--- Extract to read ---
31. The court considered that the final criminal judgments of 1970 were not binding, in that they had been delivered in trials which were initiated in respect of different crimes. As to other decisions issued in relation to the proceedings which had taken place in the 1970s, it had been decided in those cases not to proceed to trial solely on account to failures in the execution of the international letters rogatory, which would have prevented the collection of the necessary evidence. According to the court, if the Italian State had failed for more than thirty years to identify the Statue and to carry out investigations concerning the transfers of the Statue, the blame fell on those who had failed to carry out the necessary formalities for the importation, exportation and payment of relevant customs duties.
32. The judgment was upheld by a final decision of the Court of Cassation of 2 January 2019.
33. According to the Court of Cassation, the confiscation had been ordered under Article 174 § 3 of Legislative Decree no. 42/2004 (see paragraph 38 below) and was aimed at restoring the original public ownership of the cultural asset. It confirmed that confiscation was a recovery measure, aimed at ensuring the substantive respect for the presumptive public nature of cultural heritage.
--- Recorded information ---
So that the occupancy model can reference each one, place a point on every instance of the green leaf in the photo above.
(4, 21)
---
* To be done *
**A)** Answer these questions using the passage on the Statue's confiscation above:
(i) Why did the court consider the 1970 final criminal judgments not binding?
(ii) On what date was the judgment upheld by the Court of Cassation?
(iii) Under which provision was the confiscation ordered, according to the Court of Cassation?
**B)** Resume the passage on the Statue's confiscation after its last sentence and write how it goes on.

* Answers for the exercise *
**A)**
(i) They had been delivered in trials initiated in respect of different crimes.
(ii) 2 January 2019.
(iii) Article 174 § 3 of Legislative Decree no. 42/2004.

**B)**
34. As to the place of discovery, the Court of Cassation stated that the discovery of the Bronze had been followed by its transportation into Italian territory. However, the court considered it possible to infer the existence of “a continuum between Greek civilisation, imported into Italic territory, and the subsequent Roman cultural experience”. It could reasonably be inferred that, irrespective of whether the Statue had been carried to Italy by a ship that in turn had sailed from the Italic territory, or whether it had been transported by a ship that had set sail from the Ionian coast of the Greek peninsula, the final destination was one of the Adriatic ports of the Italian peninsula. There was therefore a significant cultural link between the Bronze and the national context, which justified its special protection as part of the national artistic heritage.
35. Regarding the binding effect of the Rome Court of Appeal’s judgment of 8 November 1970, the Court of Cassation noted that the charges brought against the defendants in that case had concerned the commission of the offence of receiving stolen goods, whereas in the most recent case before the Pesaro District Court the disputed facts concerned the illegal export of the Statue, which constituted a cultural asset, outside the territory of the State, and its importation into the State without payment of customs duties and without its being duly reported to the authority responsible for the protection of historical and artistic heritage. The difference in the protected legal interests which had allegedly been violated by the conduct in question ruled out the possibility of any breach of double jeopardy in relation to the ruling issued by the Rome Court of Appeal as far back as 1970.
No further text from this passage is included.